**SECTION DE TEXTE**.
= = =
Du 9 au 13 juin 2025, la troisième Conférence des Nations Unies sur l’Océan (UNOC) s’est tenue à Nice, co-présidée par la France et le Costa Rica. Cet événement international majeur vise à renforcer l’action des gouvernements pour protéger les océans et faire avancer l’Objectif de développement durable n°14. Plus de 50 chefs d’État et 96 ministres y ont participé. 

Organisée tous les 3 à 5 ans, la conférence a eu lieu pour la première fois à New York en 2017, puis à Lisbonne en 2022. La Corée du Sud et le Chili ont annoncé vouloir accueillir la prochaine en 2028. Face aux menaces croissantes : pollution plastique, surpêche, exploitation minière des fonds marins,  il est vital que les États prennent des engagements forts et concrets.

Je m’appelle Altynaï Bidaubayle, et en tant que chargée de campagne pour Greenpeace Luxembourg, j’ai participé à cette conférence afin de porter haut et fort la voix de notre organisation et de celles et ceux qui, comme vous, se mobilisent pour l’océan. Sur place, nous avons interpellé le gouvernement luxembourgeois pour des mesures ambitieuses. La protection des océans est une responsabilité partagée : nous dépendons toutes et tous des océans, et les océans dépendent aussi de nous.

Oceans Blue March Protest in Nice, France. © Pierre Larrieu / Greenpeace
Près d’un millier de manifestant⸱es ont participé à la marche bleue sur la promenade des Anglais, samedi 7 juin 2025, à l’avant-veille de l’ouverture de la conférence des Nations-Unies sur l’Océan. © Pierre Larrieu / Greenpeace

Dans cet article, je vous invite à découvrir les coulisses de cette conférence, notre action sur le terrain, les moments forts et les résultats concrets obtenus pour défendre nos océans.

L’UNOC : qu’est-ce que c’est ? 

Adoptés il y a 10 ans, les Objectifs de Développement Durable (ODD) fixent une feuille de route pour un avenir plus juste, durable et pacifique d’ici 2030. L’ODD 14 concerne directement les océans et la vie aquatique.
= = =
**ENREGISTREMENTS FOURNIS**.
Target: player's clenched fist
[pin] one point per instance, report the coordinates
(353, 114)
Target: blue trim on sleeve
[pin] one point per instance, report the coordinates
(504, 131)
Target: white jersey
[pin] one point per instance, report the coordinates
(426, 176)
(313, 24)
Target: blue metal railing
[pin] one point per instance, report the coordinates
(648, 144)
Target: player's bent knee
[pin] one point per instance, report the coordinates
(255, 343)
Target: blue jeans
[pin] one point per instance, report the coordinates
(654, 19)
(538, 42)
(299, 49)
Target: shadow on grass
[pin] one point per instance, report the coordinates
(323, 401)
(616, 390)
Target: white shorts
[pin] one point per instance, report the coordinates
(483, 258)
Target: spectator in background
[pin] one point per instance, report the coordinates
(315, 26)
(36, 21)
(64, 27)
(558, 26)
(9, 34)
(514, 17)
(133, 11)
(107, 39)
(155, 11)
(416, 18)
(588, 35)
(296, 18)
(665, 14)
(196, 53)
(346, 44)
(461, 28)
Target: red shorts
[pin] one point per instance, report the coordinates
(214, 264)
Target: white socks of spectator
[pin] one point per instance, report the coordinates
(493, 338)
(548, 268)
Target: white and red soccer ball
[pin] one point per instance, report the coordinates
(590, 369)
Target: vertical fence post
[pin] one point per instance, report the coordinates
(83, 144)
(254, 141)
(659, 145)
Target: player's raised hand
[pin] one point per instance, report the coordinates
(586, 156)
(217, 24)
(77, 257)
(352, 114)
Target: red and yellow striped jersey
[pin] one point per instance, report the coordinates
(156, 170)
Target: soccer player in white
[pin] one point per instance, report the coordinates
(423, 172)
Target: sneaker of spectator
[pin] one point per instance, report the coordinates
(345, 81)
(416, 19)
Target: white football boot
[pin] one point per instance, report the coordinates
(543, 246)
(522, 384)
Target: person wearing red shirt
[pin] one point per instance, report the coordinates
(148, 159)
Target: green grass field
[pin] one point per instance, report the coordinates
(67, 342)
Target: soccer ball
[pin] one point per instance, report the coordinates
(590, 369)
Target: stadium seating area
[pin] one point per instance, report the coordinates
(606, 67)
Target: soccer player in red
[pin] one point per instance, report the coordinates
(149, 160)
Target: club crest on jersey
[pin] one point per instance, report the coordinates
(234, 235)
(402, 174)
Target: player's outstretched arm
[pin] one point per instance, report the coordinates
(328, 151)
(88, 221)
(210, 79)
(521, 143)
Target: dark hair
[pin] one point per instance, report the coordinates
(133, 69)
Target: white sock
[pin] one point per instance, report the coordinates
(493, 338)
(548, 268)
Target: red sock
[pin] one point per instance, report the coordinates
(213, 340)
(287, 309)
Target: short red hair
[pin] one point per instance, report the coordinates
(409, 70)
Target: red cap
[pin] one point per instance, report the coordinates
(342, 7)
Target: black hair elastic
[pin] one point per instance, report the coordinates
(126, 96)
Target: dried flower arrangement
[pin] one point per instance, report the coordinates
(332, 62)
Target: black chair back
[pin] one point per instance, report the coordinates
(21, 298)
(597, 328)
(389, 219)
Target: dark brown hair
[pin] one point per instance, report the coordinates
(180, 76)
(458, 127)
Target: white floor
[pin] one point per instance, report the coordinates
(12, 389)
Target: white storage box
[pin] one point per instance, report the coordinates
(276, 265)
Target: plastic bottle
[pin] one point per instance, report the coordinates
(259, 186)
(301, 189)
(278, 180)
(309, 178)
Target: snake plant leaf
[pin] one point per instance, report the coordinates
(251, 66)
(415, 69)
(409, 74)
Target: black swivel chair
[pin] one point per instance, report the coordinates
= = =
Réponds brièvement à ces questions à partir du texte sur l'UNOC.
1. Quels pays ont coprésidé la conférence de Nice ?
2. Dans quelle ville et en quelle année la conférence s'est-elle tenue pour la première fois ?
3. Que concerne directement l'ODD 14 ?

**TÂCHE ACCOMPLIE**.
1. La France et le Costa Rica.
2. À New York, en 2017.
3. Les océans et la vie aquatique.